** START **
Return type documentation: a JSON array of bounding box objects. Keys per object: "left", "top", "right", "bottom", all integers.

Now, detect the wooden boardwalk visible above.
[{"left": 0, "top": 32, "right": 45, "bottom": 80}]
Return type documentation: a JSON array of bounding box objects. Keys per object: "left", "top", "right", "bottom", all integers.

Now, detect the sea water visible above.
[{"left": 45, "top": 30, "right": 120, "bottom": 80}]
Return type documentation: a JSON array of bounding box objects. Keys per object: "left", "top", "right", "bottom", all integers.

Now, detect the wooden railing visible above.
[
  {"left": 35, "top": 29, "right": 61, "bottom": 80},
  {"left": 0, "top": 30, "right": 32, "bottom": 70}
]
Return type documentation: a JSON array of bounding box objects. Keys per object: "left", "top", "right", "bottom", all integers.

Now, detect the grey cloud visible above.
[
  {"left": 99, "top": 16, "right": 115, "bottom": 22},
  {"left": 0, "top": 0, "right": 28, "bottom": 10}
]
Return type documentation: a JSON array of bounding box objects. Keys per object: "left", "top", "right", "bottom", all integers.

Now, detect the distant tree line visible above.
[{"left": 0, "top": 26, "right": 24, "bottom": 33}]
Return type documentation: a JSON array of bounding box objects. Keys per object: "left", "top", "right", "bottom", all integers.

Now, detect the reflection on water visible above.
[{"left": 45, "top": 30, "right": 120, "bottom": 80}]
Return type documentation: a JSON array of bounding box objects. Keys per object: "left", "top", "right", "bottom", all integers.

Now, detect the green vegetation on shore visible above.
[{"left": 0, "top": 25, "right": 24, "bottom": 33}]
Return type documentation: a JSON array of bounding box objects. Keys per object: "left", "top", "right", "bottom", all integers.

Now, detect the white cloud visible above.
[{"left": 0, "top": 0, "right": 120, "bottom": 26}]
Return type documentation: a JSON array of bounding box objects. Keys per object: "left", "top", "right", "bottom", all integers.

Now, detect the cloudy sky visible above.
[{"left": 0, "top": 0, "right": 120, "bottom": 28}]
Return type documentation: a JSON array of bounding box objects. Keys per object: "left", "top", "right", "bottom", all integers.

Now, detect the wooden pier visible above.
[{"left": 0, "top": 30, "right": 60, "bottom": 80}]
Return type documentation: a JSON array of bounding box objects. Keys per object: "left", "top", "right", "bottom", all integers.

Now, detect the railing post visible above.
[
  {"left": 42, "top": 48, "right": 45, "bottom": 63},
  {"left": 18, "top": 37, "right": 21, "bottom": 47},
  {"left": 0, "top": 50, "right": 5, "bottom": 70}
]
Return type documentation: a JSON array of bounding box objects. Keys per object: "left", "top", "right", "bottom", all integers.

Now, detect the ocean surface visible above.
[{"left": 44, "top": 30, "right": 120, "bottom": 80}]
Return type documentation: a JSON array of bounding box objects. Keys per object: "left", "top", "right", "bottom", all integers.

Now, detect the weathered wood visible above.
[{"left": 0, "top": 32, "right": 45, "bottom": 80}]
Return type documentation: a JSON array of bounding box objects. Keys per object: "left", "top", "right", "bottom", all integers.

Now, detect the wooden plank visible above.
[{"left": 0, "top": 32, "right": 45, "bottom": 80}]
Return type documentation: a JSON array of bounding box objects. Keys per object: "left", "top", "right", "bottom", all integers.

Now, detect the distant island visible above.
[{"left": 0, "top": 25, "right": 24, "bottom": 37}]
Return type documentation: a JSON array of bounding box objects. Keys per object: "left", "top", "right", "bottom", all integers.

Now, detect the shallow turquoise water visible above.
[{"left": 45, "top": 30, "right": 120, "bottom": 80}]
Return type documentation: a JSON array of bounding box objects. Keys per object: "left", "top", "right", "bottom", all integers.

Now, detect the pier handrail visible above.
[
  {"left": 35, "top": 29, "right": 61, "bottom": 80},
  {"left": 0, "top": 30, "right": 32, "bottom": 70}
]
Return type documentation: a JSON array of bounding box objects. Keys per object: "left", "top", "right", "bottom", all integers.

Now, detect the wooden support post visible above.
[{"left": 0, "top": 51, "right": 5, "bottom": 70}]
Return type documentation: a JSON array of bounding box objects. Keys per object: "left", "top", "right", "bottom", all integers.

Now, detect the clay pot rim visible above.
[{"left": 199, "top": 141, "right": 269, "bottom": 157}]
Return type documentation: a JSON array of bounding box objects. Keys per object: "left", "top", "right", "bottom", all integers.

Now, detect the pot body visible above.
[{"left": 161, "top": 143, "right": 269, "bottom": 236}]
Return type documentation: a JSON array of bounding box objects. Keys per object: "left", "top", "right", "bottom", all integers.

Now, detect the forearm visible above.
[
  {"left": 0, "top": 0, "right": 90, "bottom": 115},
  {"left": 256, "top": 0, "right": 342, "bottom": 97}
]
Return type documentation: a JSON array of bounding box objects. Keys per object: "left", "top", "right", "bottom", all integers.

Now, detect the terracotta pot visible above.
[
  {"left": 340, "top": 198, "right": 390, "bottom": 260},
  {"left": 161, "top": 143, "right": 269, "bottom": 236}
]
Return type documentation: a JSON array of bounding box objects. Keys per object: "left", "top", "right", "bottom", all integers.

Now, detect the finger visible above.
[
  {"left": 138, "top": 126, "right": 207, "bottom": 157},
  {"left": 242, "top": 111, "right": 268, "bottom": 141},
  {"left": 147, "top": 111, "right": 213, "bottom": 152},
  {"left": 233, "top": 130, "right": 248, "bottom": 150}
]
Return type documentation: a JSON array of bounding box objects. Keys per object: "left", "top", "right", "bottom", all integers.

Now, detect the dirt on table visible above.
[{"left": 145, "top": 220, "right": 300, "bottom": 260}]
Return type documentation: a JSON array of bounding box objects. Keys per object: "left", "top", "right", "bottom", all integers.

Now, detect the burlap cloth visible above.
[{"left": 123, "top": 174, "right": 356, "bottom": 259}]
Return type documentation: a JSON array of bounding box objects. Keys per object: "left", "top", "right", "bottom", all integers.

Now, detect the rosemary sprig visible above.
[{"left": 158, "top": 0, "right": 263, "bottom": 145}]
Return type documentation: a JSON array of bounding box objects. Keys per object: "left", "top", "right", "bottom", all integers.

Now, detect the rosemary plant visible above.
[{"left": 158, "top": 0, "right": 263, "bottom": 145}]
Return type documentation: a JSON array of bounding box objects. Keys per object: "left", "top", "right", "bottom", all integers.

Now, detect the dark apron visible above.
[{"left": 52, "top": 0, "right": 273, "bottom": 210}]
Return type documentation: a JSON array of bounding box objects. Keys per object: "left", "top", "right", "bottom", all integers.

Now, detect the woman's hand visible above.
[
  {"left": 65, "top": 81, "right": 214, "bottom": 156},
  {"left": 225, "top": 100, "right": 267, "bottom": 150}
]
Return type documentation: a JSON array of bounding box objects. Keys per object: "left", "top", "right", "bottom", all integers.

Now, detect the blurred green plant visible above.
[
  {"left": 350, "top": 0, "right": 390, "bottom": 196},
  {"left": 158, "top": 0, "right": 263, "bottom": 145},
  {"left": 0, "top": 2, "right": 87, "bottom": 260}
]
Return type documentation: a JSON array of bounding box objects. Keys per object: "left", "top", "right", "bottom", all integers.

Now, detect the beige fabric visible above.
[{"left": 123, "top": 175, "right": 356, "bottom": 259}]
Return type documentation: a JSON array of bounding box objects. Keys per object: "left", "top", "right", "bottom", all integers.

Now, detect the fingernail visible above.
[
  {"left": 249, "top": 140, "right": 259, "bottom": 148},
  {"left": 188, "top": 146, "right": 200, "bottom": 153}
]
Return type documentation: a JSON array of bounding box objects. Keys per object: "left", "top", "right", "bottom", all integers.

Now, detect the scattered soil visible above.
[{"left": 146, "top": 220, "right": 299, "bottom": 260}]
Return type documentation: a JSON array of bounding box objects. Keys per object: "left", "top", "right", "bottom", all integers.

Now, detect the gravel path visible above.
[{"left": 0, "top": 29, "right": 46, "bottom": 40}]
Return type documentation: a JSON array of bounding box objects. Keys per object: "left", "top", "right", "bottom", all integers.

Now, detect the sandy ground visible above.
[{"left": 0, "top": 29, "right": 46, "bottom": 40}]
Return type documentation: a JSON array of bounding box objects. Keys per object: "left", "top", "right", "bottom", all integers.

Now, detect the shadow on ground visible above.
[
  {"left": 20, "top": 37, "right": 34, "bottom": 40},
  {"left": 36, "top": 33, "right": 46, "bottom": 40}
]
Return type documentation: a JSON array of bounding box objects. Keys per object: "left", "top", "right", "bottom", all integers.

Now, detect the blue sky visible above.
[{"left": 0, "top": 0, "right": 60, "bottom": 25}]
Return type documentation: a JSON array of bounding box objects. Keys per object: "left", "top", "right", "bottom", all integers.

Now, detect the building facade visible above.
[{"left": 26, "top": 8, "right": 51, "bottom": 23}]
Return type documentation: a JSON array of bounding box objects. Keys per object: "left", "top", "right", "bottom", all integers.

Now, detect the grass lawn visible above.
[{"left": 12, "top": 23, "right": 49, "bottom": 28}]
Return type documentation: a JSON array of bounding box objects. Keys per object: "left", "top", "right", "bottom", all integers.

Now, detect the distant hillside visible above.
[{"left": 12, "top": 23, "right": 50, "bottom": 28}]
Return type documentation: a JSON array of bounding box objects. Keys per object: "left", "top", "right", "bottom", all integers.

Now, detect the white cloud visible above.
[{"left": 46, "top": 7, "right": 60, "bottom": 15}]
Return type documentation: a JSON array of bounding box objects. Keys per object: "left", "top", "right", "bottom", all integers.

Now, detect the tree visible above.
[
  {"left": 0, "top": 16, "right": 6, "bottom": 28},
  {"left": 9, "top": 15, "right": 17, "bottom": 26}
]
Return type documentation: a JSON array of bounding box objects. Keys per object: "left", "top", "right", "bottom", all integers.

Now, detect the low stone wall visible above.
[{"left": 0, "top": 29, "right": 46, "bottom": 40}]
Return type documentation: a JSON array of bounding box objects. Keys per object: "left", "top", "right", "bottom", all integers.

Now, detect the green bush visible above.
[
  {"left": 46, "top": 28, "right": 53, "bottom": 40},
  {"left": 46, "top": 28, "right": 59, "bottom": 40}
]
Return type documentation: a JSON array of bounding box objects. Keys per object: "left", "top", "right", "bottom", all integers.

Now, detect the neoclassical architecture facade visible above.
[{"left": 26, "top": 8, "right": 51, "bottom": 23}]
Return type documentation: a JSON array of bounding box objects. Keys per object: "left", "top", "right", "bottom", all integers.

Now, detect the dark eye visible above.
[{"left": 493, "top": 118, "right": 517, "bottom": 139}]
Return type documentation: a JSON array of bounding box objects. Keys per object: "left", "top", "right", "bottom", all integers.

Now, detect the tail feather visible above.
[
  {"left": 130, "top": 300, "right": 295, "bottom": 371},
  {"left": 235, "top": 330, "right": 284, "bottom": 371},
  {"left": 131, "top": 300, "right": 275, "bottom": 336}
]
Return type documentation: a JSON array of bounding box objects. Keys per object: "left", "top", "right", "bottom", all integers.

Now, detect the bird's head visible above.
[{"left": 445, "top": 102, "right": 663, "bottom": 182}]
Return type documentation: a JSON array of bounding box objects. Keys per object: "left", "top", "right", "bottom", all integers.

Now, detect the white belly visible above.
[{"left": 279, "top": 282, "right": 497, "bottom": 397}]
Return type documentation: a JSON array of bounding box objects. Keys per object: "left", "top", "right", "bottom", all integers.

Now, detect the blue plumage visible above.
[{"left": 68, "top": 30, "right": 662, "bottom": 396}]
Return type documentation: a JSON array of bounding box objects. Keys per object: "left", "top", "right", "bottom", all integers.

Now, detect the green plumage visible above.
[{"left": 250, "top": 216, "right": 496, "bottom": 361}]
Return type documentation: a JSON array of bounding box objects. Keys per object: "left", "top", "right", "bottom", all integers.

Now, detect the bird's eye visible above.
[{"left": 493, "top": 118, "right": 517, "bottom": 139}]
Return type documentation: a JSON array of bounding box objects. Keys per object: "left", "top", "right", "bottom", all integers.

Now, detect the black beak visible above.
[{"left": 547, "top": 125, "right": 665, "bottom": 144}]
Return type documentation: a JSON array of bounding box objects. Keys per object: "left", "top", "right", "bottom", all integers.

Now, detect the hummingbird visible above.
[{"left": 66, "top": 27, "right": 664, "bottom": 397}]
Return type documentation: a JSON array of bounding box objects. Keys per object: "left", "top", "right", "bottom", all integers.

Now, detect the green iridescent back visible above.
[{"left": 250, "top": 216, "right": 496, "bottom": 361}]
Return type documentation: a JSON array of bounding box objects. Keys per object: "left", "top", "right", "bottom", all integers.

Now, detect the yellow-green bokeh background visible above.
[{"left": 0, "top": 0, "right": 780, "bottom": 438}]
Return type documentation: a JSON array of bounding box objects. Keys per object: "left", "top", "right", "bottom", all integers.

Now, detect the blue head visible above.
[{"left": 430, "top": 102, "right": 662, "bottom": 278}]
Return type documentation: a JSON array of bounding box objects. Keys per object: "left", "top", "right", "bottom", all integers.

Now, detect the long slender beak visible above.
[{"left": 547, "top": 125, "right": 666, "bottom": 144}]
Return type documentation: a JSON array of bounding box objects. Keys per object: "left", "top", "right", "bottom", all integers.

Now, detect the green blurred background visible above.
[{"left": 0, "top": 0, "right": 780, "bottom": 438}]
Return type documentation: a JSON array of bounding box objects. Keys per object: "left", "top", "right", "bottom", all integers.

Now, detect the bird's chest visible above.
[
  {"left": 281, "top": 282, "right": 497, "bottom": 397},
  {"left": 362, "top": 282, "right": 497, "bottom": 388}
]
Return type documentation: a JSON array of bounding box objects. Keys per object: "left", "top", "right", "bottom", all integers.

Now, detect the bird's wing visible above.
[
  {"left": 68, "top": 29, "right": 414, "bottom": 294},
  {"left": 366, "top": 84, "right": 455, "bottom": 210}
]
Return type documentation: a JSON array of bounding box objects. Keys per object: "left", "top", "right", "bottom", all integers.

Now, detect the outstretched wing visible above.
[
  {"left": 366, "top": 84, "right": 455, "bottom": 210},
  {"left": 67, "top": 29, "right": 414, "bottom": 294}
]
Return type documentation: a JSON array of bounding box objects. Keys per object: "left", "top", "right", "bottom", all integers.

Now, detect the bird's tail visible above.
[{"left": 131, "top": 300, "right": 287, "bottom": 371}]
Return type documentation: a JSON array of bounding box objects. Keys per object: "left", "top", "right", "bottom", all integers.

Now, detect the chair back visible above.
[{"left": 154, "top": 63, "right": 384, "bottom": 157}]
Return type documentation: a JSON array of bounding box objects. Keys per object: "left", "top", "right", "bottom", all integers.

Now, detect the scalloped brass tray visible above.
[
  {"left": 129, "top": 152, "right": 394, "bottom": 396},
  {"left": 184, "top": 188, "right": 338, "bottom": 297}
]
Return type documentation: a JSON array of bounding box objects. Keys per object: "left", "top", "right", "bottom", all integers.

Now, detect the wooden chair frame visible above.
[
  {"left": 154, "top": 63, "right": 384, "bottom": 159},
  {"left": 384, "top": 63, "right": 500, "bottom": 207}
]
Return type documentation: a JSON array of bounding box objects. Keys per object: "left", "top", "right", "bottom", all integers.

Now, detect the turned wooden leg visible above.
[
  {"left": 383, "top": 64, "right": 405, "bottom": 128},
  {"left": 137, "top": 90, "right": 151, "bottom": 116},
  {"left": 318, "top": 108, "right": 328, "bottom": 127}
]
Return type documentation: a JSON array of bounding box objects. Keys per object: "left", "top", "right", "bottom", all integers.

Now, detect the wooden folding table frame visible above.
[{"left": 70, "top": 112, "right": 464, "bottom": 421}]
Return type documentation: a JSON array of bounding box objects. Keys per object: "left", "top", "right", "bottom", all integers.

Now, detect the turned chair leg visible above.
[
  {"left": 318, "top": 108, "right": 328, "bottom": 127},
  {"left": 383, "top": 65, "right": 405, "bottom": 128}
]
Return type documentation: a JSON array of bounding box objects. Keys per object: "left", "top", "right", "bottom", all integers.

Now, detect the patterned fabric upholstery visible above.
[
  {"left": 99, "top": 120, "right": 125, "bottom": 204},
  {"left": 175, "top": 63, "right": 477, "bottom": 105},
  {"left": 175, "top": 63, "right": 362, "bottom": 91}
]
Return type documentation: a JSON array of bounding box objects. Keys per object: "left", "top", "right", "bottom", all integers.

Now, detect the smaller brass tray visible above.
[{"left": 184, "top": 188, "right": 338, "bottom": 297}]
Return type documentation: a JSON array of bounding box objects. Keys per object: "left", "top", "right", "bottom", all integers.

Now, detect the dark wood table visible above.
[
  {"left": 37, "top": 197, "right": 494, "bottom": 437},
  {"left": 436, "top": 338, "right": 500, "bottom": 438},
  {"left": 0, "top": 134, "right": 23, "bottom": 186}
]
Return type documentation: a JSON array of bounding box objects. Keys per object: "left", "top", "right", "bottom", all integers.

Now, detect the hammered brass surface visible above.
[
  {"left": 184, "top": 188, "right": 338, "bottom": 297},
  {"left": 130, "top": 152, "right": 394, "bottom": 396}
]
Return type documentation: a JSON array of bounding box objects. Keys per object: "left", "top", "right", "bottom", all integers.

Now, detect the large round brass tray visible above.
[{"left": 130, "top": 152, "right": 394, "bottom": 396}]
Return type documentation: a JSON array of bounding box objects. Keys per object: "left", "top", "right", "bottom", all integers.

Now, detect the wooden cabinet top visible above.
** END **
• _WRITTEN PROBLEM_: Please count the lines of the material above that contain the word "wooden" and reply with only that number.

• _SOLVED EXERCISE_: 9